Copy the entries from the line containing "Pretty please, detect" through the line containing "[34,241,103,375]", both included, reproducing each line verbatim.

*Record list*
=====

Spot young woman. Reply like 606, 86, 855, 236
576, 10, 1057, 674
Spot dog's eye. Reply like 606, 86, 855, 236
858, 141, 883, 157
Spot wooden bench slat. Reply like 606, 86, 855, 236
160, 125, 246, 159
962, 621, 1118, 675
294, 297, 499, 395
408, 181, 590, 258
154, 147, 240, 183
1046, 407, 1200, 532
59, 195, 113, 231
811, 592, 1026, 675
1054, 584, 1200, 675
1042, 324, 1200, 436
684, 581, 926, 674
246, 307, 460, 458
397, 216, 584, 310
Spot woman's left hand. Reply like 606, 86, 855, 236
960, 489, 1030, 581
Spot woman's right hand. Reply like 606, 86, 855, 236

=====

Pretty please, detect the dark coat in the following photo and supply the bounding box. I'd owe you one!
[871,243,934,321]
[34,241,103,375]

=====

*Reply*
Pretty please, detect the dark coat in the following photo and supply the bounding box. I'd owe you one!
[871,243,934,321]
[34,241,103,375]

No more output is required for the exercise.